▶ **Texto para leitura**:
╔══

«Vi, nos anos 60, na Beira Alta, uma casa de banho onde os livros serviam de papel higiénico», diz Tavares de Carvalho, livreiro–antiquário. Em Portugal, o carinho pelo livro quase não tem tradição. Apesar disso, há 200 anos que se procuram e comercializam obras antigas. Bibliofilia e alfarrabismo mantêm o seu espaço. Secreto e mágico.
Os livros parecem não ansiar pela nossa consulta como se aristocraticamente se bastassem a si próprios. Nunca se esgotam. O prazer de ler conhece nos bibliófilos um apuramento especial. «Tento fixar o bom e o belo. Avalio um livro pela forma como foi impresso e encadernado, pela qualidade da tipografia e das gravuras...», explica Sérgio Moreno, 22 anos, bibliófilo.
Para eles, não se trata de revisitar uma escrita familiar ou utilizar um instrumento de consulta mas de procurar raridades. Não se satisfazem com as actuais edições de autores de outras épocas. Querem ter e ler as primeiras.

╚══

▶ **Material fornecido**:

╔══

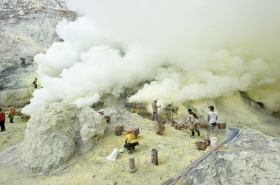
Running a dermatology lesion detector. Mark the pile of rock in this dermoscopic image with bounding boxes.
[182,129,280,185]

╚══

▶ **Diretrizes**:
A - Segundo o texto sobre bibliofilia e alfarrabismo, há quanto tempo se procuram e comercializam obras antigas em Portugal?
B - Por favor, dê a continuação do texto sobre bibliofilia e alfarrabismo a partir da última frase apresentada.

▶ **Respostas finais**:
A - Há 200 anos.

B -
Anseiam pelas anotações do autor na margem do texto, por um rabisco seu. Querem ter um exemplar que pertenceu a alguém ilustre, a dedicatória de um poeta... Começam por escolher um escritor, tema, época ou impressor. Lêem tudo o que foi escrito sobre o assunto, investigam, queimam pestanas. Ajoelhados ou empoleirados, com horas perdidas nas livrarias alfarrabistas, caçam objectos preciosos.
RESOLVER PAIXÕES
Monsieur de la Bédoyère possuia uma magnífica biblioteca, resultado de uma vida inteira. Em 1847, por razão desconhecida, propôs–se vendê–la. O leilão foi marcado e o dia chegou. Anunciado o primeiro volume, não resistiu a ver o seu «filho» passar para mãos desconhecidas. Debateu–se com todos os interessados e readquiriu tudo. Tornou–se símbolo da bibliomania.
«O amor aos livros é um vício que só termina com a morte». Lourenço Lancastre de Sousa, 28 anos, pertence à nova geração de bibliófilos portugueses. Trabalha na Sociedade Comercial dos Leiloeiros, como assessor de Isabel Maiorca. Aqueles que, como ele, são conotados com os ratos de biblioteca, contam com os livreiros para o «reencontro» esperado.
Os alfarrabistas enveredaram pela profissão porque receberam o testemunho ou, simplesmente, acharam que era um bom ganha–pão. «Foi o acaso que me guiou», afirma João Pires, septuagenário, há quase 50 anos dono de O Mundo do Livro. «Herdei esta paixão», contrapõe Tavares de Carvalho.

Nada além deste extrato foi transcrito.